> **DESCRIPTION OF THE TASK**: Copy the records below word for word, from their start through the line holding "[152, 22, 278, 117]", both included. Leave the pictures out of your answer.

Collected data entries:
<<<<
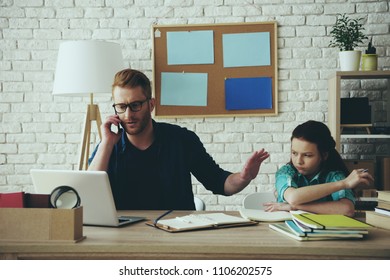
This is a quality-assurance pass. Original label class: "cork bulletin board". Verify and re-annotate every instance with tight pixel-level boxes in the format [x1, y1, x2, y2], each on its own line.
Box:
[152, 22, 278, 117]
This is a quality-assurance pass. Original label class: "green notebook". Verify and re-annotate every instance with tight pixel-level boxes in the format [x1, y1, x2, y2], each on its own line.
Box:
[292, 213, 371, 230]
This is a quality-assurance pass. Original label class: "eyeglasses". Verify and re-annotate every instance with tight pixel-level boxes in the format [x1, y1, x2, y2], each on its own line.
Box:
[112, 98, 149, 114]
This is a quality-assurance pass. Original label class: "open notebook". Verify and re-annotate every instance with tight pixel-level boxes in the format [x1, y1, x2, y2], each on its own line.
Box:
[146, 213, 257, 232]
[30, 169, 145, 227]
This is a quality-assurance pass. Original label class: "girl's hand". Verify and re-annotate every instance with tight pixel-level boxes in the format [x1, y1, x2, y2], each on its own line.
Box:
[263, 202, 296, 212]
[344, 169, 374, 189]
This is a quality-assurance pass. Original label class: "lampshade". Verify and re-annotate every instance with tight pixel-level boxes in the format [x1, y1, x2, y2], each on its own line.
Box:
[53, 41, 124, 96]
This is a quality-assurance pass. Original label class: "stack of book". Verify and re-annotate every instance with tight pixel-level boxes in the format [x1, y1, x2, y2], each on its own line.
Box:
[366, 191, 390, 229]
[269, 211, 371, 241]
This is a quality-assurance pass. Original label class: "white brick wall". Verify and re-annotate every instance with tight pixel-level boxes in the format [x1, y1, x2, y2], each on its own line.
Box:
[0, 0, 390, 210]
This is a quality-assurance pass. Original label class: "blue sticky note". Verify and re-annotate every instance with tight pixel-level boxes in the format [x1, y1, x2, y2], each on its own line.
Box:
[222, 32, 271, 67]
[167, 30, 214, 65]
[225, 77, 272, 110]
[161, 72, 207, 106]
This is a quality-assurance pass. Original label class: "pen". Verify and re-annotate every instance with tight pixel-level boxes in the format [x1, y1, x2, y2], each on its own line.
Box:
[176, 217, 191, 224]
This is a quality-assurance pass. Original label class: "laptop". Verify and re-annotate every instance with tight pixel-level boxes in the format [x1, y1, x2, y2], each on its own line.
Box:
[30, 169, 145, 227]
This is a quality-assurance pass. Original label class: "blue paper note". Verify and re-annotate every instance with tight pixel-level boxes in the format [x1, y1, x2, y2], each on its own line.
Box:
[167, 30, 214, 65]
[222, 32, 271, 67]
[225, 77, 272, 110]
[161, 72, 207, 106]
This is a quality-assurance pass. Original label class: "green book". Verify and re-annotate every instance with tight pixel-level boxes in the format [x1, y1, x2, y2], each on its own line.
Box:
[291, 213, 371, 230]
[268, 223, 362, 241]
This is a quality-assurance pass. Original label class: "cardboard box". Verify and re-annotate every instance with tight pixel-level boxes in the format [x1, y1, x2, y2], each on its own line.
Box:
[0, 207, 84, 242]
[344, 159, 377, 197]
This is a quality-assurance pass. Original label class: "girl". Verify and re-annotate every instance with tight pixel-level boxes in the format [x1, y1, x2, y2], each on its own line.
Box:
[265, 121, 373, 217]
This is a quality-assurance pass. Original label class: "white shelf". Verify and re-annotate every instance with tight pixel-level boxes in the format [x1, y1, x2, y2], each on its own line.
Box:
[341, 134, 390, 139]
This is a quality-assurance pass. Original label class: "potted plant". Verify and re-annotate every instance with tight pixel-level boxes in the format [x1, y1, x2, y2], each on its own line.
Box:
[362, 37, 378, 71]
[329, 14, 367, 71]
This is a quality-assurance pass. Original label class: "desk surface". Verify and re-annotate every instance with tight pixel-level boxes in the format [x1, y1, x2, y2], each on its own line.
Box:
[0, 211, 390, 259]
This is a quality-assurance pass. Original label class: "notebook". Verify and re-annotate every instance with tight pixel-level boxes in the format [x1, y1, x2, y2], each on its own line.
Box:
[30, 169, 145, 227]
[146, 213, 257, 232]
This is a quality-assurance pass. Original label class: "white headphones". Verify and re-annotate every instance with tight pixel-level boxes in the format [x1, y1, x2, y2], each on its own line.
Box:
[50, 186, 81, 209]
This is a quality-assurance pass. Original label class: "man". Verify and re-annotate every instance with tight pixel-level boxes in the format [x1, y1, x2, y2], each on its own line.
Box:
[89, 69, 269, 210]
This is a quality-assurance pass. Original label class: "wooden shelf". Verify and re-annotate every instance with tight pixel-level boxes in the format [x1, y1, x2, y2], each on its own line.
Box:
[328, 71, 390, 151]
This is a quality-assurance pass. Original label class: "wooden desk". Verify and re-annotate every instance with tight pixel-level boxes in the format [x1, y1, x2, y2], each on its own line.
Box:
[0, 211, 390, 259]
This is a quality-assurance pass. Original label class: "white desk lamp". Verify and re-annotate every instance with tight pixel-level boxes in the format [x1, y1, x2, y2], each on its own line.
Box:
[53, 41, 124, 170]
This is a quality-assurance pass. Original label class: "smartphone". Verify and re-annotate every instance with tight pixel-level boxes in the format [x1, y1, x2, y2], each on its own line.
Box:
[115, 112, 123, 133]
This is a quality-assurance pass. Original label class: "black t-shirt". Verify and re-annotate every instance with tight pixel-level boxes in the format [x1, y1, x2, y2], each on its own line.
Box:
[90, 121, 231, 210]
[113, 140, 163, 210]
>>>>
> **FINISHED EXERCISE**:
This is a quality-assurance pass. Original label class: "cork bulletin board". Verify and re-annotate every instance with tight pixel-level boxes in the format [x1, y1, x2, y2], each on its own line.
Box:
[152, 22, 278, 117]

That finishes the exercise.